Saved entries
§ §
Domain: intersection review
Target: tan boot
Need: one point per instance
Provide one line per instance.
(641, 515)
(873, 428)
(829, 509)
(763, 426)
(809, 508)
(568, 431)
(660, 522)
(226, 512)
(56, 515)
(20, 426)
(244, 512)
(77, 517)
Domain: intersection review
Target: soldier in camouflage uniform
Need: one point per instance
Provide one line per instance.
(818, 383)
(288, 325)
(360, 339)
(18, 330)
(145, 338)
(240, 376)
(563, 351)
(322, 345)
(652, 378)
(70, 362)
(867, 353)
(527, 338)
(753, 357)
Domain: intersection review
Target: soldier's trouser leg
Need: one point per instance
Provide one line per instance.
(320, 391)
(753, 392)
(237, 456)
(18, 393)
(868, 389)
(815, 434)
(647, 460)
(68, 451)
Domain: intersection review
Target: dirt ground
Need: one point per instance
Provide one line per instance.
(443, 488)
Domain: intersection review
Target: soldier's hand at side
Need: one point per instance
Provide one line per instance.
§ §
Task prompt: Out of the preceding entries, pull every line containing the string "soldier".

Answer area:
Target: soldier in camouflage uniform
Target: soldier's trouser leg
Target: soldier's hand at side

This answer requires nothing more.